# [WHAT YOU WILL DO]
1. In the text on the comfort zone, over what span of time have our nervous and endocrine systems evolved?
2. Condense the paragraph of the text on the comfort zone that begins "The comfort zone is often defined" into a shorter version that keeps its main facts.
3. Return the passage of the text on the comfort zone from "Why do we have" to "hopes and dreams?", copied word for word.

━━ TEXT PROVIDED ━━

Why do we have this thing called comfort zone and why is it so darn important and compelling to live in?


Our nervous and endocrine systems have evolved over the past 250 million years to keep us safe and perpetuate the survival of our species. This finely tuned and concerted combination of thoughts, emotions, and bodily reactions is truly miraculous and has succeeded in keeping us alive…but are we truly thriving? Could this very elegant and complicated system built to keep us safe, be the very same culprit holding us back from our hopes and dreams?


The comfort zone is often defined as “a place or a situation where one feels safe or at ease and without stress.” As individuals, we are always unconsciously scanning for danger everywhere all the time whether at work, home or everywhere in between. Our built-in survival mechanisms always want to feel safe and secure in our jobs, families, friendships, and in society at large.  This never-ending quest to feel at ease and therefore without stress restricts us from stretching our skills, abilities, and imagination and truly engaging with the opportunities life presents on a daily basis.


Life as a human can be a scary place, full of challenging situations, loss, and disappointment. Personally and professionally, we have all experienced setbacks and even failures that gave us direct feedback that fitting in is good and standing out is bad. Loss of significant relationships even jobs generally reinforces the need to conform to the expectations of others and by doing so safety and stress reduction are achieved. Unfortunately, this default path of staying safe and pleasing others also dramatically impacts our ability to strive, thrive, and grow.

━━━
━━ RECORDS SHOWN ━━

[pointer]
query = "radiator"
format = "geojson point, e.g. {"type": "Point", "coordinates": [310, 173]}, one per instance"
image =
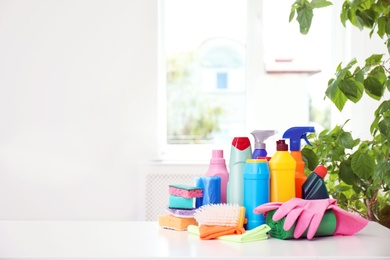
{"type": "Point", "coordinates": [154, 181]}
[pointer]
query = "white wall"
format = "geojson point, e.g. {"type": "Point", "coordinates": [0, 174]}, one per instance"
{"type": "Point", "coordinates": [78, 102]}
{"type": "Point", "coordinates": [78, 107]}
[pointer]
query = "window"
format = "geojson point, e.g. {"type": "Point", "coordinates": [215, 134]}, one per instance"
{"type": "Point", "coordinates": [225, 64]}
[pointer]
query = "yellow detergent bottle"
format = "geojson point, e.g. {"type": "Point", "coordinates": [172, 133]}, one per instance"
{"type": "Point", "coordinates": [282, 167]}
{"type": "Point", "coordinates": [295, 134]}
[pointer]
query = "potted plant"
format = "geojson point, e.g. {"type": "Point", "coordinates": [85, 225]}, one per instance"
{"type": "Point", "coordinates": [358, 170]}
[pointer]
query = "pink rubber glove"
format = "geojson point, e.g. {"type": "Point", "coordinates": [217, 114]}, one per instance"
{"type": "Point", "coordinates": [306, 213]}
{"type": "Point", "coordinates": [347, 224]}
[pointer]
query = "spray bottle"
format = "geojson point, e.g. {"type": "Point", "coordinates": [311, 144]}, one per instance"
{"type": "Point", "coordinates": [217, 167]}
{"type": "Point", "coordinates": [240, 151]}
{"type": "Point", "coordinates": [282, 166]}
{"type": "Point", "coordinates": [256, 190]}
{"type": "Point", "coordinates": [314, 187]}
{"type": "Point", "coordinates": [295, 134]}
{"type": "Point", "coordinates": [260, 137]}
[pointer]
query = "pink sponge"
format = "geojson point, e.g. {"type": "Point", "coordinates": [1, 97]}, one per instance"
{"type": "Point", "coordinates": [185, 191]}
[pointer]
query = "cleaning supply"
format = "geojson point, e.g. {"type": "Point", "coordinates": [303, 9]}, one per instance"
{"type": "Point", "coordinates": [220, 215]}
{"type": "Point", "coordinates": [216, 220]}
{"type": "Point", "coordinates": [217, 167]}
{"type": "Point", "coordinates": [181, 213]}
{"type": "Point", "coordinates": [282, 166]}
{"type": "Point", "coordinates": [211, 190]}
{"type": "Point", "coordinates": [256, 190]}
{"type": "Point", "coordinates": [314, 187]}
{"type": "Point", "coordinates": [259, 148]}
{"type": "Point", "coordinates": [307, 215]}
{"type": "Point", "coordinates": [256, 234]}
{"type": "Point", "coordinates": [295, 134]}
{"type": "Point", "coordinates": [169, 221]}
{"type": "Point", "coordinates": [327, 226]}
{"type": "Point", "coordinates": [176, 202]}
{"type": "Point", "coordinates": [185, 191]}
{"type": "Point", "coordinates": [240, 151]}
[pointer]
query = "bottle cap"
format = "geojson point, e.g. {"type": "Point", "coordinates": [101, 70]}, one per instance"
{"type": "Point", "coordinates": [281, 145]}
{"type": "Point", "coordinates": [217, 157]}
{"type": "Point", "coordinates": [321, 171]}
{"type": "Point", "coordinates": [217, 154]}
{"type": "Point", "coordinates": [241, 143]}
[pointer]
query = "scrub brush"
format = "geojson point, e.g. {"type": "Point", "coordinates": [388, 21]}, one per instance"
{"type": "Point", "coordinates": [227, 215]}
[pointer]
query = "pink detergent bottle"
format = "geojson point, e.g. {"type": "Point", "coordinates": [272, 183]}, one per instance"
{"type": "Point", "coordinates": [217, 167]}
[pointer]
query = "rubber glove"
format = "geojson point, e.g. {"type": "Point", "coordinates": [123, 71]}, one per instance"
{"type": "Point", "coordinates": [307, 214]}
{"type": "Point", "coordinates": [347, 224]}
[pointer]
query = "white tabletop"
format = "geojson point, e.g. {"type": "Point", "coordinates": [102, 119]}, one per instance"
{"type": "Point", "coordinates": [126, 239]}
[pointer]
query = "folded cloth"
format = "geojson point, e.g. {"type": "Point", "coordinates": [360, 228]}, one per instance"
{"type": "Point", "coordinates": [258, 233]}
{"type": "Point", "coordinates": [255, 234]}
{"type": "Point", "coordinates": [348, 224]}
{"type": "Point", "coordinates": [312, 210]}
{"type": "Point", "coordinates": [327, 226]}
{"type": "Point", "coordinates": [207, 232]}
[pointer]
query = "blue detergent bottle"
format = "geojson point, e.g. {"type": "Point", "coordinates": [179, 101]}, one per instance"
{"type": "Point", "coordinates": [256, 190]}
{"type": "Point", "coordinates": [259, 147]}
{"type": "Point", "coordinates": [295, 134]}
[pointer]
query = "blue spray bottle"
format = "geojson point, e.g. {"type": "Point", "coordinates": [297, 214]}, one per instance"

━━━

# [ACTIVITY ANSWERS]
1. Over the past 250 million years.

2. The comfort zone is defined as "a place or a situation where one feels safe or at ease and without stress." People constantly and unconsciously scan for danger, and their survival mechanisms seek safety in jobs, families, friendships, and society. This endless pursuit of ease keeps them from stretching their skills, abilities, and imagination and from engaging with daily opportunities.

3.
Why do we have this thing called comfort zone and why is it so darn important and compelling to live in?


Our nervous and endocrine systems have evolved over the past 250 million years to keep us safe and perpetuate the survival of our species. This finely tuned and concerted combination of thoughts, emotions, and bodily reactions is truly miraculous and has succeeded in keeping us alive…but are we truly thriving? Could this very elegant and complicated system built to keep us safe, be the very same culprit holding us back from our hopes and dreams?